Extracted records
== Segment start ==
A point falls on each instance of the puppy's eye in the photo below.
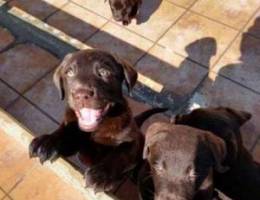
(70, 72)
(191, 174)
(102, 72)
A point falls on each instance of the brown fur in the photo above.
(114, 146)
(242, 181)
(182, 160)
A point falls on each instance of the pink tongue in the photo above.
(89, 115)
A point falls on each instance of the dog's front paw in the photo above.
(45, 147)
(100, 179)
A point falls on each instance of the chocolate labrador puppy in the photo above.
(124, 10)
(242, 181)
(182, 160)
(98, 123)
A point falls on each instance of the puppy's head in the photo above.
(91, 81)
(222, 121)
(182, 160)
(124, 10)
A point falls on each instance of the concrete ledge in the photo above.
(62, 168)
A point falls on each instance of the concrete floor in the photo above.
(204, 52)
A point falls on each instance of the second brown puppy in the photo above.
(242, 181)
(182, 160)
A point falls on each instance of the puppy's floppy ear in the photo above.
(146, 151)
(58, 81)
(219, 151)
(130, 74)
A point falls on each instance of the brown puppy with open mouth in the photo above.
(124, 10)
(98, 123)
(182, 160)
(242, 181)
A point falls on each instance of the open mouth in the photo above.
(89, 118)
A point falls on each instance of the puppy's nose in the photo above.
(83, 94)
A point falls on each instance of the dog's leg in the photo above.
(65, 141)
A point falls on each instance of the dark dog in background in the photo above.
(182, 160)
(242, 181)
(98, 123)
(124, 10)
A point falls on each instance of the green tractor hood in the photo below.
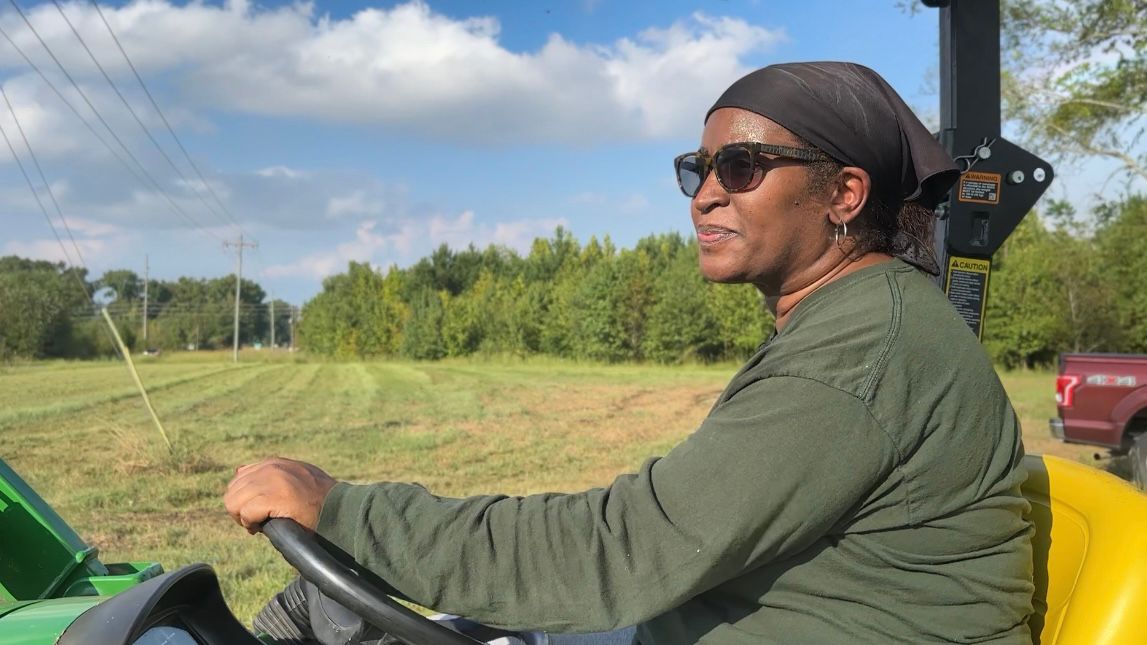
(48, 575)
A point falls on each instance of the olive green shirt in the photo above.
(858, 481)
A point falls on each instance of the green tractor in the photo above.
(55, 590)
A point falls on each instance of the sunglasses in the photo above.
(739, 166)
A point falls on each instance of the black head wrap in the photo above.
(851, 114)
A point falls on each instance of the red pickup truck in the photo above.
(1102, 401)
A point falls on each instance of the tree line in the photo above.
(49, 310)
(1061, 282)
(1058, 285)
(563, 298)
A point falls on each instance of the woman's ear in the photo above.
(850, 194)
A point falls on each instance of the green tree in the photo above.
(1077, 77)
(37, 301)
(1122, 245)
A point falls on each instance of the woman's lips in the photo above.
(712, 235)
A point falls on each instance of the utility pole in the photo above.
(239, 278)
(272, 321)
(294, 318)
(146, 266)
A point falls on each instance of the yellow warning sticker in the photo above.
(980, 187)
(967, 288)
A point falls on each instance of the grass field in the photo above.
(78, 433)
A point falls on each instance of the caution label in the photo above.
(967, 289)
(980, 187)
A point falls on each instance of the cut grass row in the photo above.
== Segment end ==
> ABOUT THIS EXERCISE:
With the images excluded, all entries are to be given again exactly.

> EXERCISE OUTPUT:
A point falls on each instance of the puppy's eye in the photo below.
(70, 72)
(191, 174)
(102, 72)
A point falls on each instance of the brown fur in the photo above.
(114, 146)
(242, 181)
(182, 160)
A point falls on each instance of the pink tongue in the photo above.
(89, 115)
A point falls on each instance of the dog's front paw in the photo above.
(45, 147)
(100, 179)
A point falls on each instance of the chocolate labrador puppy in the photo above.
(124, 10)
(242, 181)
(182, 160)
(98, 123)
A point falls on each instance of the puppy's head in the photo above.
(91, 81)
(222, 121)
(182, 160)
(124, 10)
A point falls on each instance of the concrete ledge in the photo above.
(62, 168)
A point falls on each instance of the concrete floor in the photo above.
(204, 52)
A point falls on each instance of the second brown puppy in the photo above.
(242, 181)
(182, 160)
A point falls on each instance of the puppy's floppy ear in the photo above.
(146, 151)
(58, 81)
(219, 151)
(130, 74)
A point falls on each instance of the brown puppy with open mouth in the photo above.
(124, 10)
(98, 123)
(182, 160)
(242, 181)
A point falls on each instance of the open mouth in the photo above.
(89, 118)
A point falls on each instance of the puppy's nose in the photo above.
(83, 94)
A point falls on each instance of the dog's leg in the photo above.
(65, 141)
A point falls on each instance of the dark dog in background in the photo above.
(182, 160)
(242, 181)
(98, 123)
(124, 10)
A point falls on each instance of the green tractor hood in the photo below.
(48, 575)
A point falls on each instance of the olive green shirt in the photo above.
(858, 481)
A point falls on each instance of the green tractor in the photo above.
(55, 590)
A point falls on each instance of the sunglasses in the photo above.
(739, 166)
A point falls on each instance of the black head wrap in the photo above.
(851, 114)
A point falls on each instance of the red pickup truck in the photo above.
(1102, 401)
A point falls on each instance of the tree line in the photo above.
(49, 310)
(1061, 282)
(1058, 285)
(563, 298)
A point falls on each instance of the woman's ear in the photo above.
(850, 194)
A point falls on each instance of the green tree in the photo above.
(1077, 77)
(37, 301)
(1122, 245)
A point falls on each instance of the woman's lips in the photo above.
(712, 235)
A point falls on each instance of the utility pole in the photo above.
(239, 278)
(272, 321)
(294, 318)
(146, 266)
A point falls on each instance of the yellow warning sticker in the photo above.
(980, 187)
(967, 288)
A point falls on each instance of the grass field in the photo above.
(78, 433)
A point falls on each instance of the caution label in the photo above.
(967, 289)
(980, 187)
A point falls on each instance of the cut grass row in the photo above.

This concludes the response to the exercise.